EXERCISE TEXT =

Based on network pharmacology method to discovered the targets and therapeutic mechanism of Paederia scandens against nonalcoholic fatty liver disease in chicken.

The aim of the study is to determine the target of Paeteria scandens in nonalcoholic fatty liver disease (NAFLD). The Chinese herbal medicine pharmacology data and analysis platform were used to search and screen for the effective components of the Paeteria scandens compounds and to analyze the possible therapeutic targets based on network topology. In addition, various known disease target databases were enrolled, the therapeutic target proteins in NAFLD were screened, and a protein-protein interaction network was constructed. Enrichment analysis was performed on key nodes. Finally, the inhibitory effect of Paeteria scandens on NAFLD was verified by experiments. We identified 33 major candidate targets of Paeteria scandens and successfully constructed a "drug-compound-target-disease" network. Abovementioned targets revealed by gene enrichment analysis have played a significant role in the cell cycle, apoptosis, and related signal pathways. We demonstrated that Paeteria scandens downregulated serum triglyceride and lipopolysaccharides levels in NAFLD chickens by feeding with a high-capacity diet and endotoxin of Salmonella enteritidis was given by gavage. Paeteria scandens may regulate the hepatic cell cycle and apoptosis through the Salmonella infection pathway, Toll-like receptor signaling pathway, and apoptosis pathway. For NAFLD, Paeteria scandens may be a promising, long-lasting treatment strategy.

Introduction

Nonalcoholic fatty liver disease (NAFLD) is the most common nutrition metabolic disease worldwide. Chicken NAFLD is the disease responsible for the morbidity and/or mortality occurring in the poultry industry (Sánchez-Polo et al., 2015). The estimated prevalence of chicken NAFLD is around 5%, but occasional outbreaks occur in which up to 20% of a flock have been lost (Bannister, 1976). Up to now, NAFLD is becoming an increasingly common medical problem in the poultry industry, which still is associated with the lack of any effective treatment (Martín-Castillo et al., 2010; Glass et al., 2019; Huang et al., 2020). For the treatment of NAFLD, losing weight by exercise or diet remains the standard treatment in human, because no effective pharmacological therapy has yet been developed for NAFLD (Takeda et al., 2016). To apply effective preventive and/or treatment strategies against chicken NAFLD, it is becoming increasingly important to detect the target of drug in NAFLD.

Traditional Chinese medicine (TCM) is a valuable part of Chinese excellent traditional culture. It is a collection of 1000 yr of practical experience and has made tremendous contributions to human disease prevention and treatment (Guohua et al., 2017). In clinical application, compared with the exposure to single-target chemical drugs with substantial toxic side-effects and poor therapeutic effects on complex disease (Zhang et al., 2016), TCM reflects multicomponent, multitarget point, and multipathway synergies (Du et al., 2009), and the advantage of TCM are gradually becoming more prominent. At present, the diseases can cause metabolic syndromes, consisting of obesity and dyslipidemia (Takeda et al., 2016). The TCM has been widely used as an alternative treatment for NAFLD, including reducing injury, inhibition of inflammation, and inhibition of apoptosis (Xu, 2006). Paederia scandens belongs to the Medicinal Material in Miao-medicine. A large number of studies have revealed that Paederia scandens has significant clinical effects, including antibiosis, antitoxin, and anti-inflammatory (Qiang et al., 2012).

WORK INSTRUCTION 1 =
For each statement about the text on Paederia scandens and fatty liver disease, answer yes or no, and quote the words of the text that decide it.
(a) The study identified 33 major candidate targets.
(b) The estimated prevalence of chicken NAFLD is around 20%.
(c) Paederia scandens belongs to the Medicinal Material in Miao-medicine.
WORK INSTRUCTION 2 =
Copy the passage of the text on Paederia scandens and fatty liver disease between "Based on network pharmacology" and "disease in chicken.", inclusive, word for word.
Rely on the text above and nothing else.

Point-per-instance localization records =

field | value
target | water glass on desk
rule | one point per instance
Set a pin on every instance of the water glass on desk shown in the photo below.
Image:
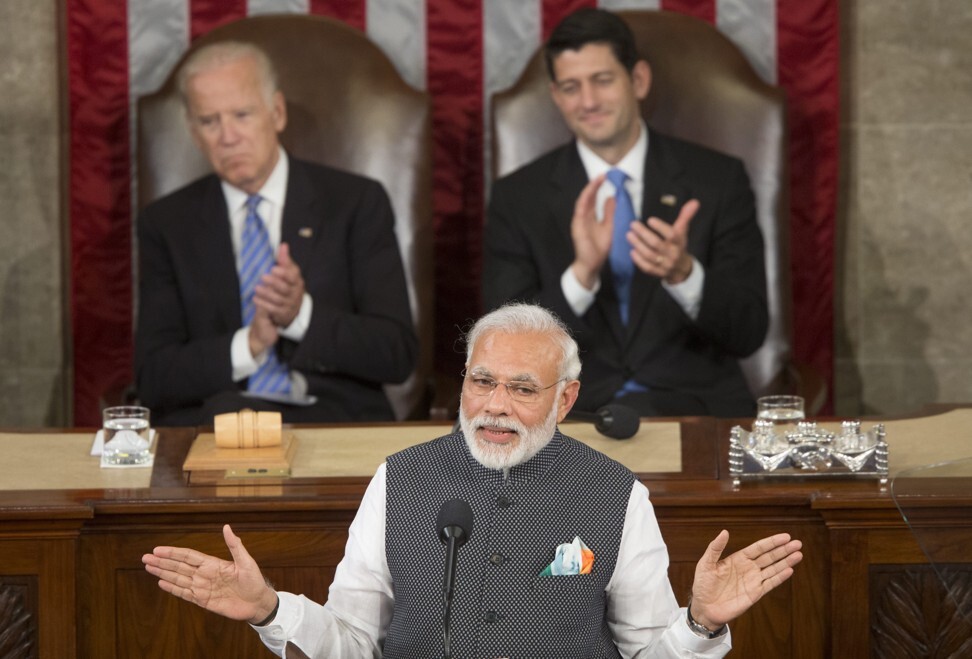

EXERCISE SOLUTION 1 =
(a) Yes: "We identified 33 major candidate targets of Paeteria scandens"
(b) No: "The estimated prevalence of chicken NAFLD is around 5%"
(c) Yes: "Paederia scandens belongs to the Medicinal Material in Miao-medicine."

EXERCISE SOLUTION 2 =
Based on network pharmacology method to discovered the targets and therapeutic mechanism of Paederia scandens against nonalcoholic fatty liver disease in chicken.